**INSTRUCTIONS TO FOLLOW:**
Please extract the lines from the start of the entries up to and including the line with "[[[567,266],[468,266],[466,270],[474,285],[577,284]]]", copying them without any changes.

Recorded data
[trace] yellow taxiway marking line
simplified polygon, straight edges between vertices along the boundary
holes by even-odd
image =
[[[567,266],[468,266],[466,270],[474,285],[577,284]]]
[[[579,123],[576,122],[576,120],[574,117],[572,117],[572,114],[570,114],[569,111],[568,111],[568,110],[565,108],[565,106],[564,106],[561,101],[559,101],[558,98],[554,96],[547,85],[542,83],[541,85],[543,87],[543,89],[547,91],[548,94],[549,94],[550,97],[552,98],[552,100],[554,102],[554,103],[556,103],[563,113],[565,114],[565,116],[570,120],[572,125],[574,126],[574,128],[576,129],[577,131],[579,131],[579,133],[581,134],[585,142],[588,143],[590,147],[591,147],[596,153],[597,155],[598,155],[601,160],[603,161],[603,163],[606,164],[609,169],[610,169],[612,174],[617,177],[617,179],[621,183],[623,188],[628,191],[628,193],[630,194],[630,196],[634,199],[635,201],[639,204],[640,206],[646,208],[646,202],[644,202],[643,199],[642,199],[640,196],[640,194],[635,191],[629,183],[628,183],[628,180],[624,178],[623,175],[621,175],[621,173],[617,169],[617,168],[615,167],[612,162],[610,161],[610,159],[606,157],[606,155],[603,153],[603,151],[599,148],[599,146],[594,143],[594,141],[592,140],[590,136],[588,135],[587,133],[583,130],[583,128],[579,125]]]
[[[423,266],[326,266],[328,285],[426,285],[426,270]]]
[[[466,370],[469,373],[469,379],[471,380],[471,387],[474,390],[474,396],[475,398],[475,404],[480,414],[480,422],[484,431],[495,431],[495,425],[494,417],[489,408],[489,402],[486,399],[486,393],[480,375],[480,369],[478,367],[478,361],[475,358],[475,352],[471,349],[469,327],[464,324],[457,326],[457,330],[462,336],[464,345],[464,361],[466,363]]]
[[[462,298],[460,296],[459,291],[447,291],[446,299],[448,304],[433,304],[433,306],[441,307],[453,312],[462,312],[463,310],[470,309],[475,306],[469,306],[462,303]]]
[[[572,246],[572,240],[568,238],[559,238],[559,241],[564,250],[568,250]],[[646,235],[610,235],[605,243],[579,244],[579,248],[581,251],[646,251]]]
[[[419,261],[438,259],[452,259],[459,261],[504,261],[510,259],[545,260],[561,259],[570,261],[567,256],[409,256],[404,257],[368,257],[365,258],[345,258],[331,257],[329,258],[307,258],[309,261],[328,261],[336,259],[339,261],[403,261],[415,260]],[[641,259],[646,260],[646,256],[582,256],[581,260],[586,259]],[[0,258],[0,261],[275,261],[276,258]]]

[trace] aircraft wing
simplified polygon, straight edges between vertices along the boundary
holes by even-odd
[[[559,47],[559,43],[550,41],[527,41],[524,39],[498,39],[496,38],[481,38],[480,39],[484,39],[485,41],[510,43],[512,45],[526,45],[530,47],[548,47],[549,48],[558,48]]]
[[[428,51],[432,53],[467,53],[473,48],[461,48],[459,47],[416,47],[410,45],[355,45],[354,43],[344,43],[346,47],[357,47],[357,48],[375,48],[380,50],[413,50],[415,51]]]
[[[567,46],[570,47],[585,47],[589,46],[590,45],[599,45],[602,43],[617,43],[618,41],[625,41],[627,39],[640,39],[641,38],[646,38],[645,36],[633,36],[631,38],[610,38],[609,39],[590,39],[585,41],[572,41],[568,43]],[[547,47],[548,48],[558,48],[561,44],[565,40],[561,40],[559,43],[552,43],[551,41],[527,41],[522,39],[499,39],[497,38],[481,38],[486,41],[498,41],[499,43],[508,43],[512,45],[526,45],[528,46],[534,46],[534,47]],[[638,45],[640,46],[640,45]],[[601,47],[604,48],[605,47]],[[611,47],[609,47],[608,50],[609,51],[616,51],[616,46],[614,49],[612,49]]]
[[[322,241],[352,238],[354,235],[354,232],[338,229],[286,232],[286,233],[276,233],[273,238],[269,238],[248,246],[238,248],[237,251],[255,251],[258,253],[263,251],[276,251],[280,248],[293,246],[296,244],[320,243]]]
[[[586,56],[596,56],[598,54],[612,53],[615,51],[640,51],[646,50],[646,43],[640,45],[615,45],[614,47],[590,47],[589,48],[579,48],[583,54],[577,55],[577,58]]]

**FINAL RESULT:**
[trace] yellow taxiway marking line
simplified polygon, straight edges between vertices along the boundary
holes by even-odd
image =
[[[567,266],[468,266],[466,270],[474,285],[577,284]]]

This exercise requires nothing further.